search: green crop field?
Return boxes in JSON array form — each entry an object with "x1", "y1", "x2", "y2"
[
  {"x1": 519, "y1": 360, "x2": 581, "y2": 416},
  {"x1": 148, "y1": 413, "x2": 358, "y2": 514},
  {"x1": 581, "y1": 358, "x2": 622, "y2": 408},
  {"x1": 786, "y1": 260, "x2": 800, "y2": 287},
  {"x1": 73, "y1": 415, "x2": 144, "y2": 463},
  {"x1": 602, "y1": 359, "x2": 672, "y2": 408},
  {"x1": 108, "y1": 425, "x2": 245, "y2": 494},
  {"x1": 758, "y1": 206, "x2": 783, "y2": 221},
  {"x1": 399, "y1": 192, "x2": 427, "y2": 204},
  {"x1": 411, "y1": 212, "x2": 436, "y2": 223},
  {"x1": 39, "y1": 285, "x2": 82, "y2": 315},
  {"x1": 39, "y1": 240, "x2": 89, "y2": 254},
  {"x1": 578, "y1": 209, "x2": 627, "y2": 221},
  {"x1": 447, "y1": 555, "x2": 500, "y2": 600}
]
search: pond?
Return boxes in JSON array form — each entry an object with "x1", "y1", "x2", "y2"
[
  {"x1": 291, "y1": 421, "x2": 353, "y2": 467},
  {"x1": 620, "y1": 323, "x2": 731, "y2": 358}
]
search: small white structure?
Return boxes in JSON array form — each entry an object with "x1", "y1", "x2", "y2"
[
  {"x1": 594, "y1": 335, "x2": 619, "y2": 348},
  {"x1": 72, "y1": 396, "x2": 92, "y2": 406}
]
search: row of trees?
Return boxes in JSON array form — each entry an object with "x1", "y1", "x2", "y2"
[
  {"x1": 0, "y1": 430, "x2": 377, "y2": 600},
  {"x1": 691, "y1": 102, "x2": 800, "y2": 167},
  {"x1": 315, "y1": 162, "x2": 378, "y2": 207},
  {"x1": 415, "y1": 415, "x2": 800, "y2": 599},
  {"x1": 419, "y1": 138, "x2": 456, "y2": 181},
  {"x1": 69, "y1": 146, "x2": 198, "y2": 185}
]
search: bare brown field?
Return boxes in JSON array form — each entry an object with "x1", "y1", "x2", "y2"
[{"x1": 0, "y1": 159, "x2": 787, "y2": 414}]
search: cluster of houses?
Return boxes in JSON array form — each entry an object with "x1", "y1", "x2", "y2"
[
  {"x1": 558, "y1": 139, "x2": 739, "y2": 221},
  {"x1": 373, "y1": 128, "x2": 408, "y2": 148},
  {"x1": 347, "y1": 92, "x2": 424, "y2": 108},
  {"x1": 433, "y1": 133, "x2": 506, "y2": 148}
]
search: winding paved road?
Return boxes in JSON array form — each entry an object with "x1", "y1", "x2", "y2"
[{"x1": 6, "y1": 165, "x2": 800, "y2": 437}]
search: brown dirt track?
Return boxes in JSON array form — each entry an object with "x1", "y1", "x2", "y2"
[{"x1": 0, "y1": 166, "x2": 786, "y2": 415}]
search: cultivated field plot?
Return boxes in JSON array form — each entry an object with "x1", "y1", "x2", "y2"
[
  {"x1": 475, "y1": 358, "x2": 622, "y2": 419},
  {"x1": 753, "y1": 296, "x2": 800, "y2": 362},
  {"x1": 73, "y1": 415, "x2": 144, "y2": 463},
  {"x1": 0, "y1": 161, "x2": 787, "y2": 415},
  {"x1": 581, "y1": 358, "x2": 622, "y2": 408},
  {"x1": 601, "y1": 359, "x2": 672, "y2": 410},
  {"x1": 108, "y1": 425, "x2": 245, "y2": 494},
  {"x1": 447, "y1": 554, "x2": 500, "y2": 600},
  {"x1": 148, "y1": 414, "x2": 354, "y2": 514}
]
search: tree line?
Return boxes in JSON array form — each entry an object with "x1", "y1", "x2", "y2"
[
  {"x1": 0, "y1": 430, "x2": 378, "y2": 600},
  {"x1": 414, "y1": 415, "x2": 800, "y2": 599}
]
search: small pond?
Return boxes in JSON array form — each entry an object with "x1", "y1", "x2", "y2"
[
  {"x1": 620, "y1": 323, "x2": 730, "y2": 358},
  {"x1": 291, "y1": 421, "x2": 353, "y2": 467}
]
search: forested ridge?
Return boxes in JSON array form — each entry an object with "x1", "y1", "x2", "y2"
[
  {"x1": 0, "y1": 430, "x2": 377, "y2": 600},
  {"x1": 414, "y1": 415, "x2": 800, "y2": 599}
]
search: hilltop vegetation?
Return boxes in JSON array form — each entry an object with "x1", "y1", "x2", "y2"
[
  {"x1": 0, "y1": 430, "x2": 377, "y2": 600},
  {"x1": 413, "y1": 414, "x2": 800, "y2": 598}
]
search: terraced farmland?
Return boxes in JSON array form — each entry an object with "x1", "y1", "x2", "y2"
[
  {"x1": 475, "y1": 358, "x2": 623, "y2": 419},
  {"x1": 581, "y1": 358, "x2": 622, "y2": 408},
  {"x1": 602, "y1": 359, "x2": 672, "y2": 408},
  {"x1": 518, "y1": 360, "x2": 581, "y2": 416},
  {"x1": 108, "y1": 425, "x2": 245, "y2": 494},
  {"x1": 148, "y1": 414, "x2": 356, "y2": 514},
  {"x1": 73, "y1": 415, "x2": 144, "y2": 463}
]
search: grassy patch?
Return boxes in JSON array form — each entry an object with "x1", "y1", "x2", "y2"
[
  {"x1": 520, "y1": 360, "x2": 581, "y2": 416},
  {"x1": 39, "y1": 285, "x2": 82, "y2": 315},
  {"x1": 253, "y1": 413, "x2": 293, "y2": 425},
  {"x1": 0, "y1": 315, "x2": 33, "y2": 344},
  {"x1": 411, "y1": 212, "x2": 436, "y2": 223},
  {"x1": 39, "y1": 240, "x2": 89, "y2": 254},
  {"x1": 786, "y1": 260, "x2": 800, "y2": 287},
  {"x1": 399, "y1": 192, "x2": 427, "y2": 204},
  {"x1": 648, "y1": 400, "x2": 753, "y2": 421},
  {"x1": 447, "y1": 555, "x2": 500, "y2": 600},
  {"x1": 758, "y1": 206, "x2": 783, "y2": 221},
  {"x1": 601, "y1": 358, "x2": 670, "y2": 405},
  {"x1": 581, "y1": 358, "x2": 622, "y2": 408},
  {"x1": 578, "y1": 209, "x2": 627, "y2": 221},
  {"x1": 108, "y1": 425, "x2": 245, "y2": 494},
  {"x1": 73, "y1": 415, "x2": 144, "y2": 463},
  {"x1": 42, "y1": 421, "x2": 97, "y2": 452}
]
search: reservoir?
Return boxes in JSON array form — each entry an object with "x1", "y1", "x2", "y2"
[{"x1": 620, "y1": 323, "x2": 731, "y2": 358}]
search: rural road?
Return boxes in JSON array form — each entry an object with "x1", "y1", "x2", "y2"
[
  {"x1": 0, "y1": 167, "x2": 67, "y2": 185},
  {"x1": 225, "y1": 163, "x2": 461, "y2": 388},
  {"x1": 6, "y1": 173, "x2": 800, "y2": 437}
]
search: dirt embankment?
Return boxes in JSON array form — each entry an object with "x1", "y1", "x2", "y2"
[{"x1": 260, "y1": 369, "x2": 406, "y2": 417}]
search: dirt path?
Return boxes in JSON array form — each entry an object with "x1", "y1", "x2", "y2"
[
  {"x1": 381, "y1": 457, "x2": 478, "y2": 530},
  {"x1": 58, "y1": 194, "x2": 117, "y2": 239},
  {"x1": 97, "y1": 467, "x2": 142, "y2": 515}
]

__________________________________________________

Your objective: Gather every line of the records that contains the string "brown". Case counts.

Final result:
search: bare brown field?
search: brown dirt track?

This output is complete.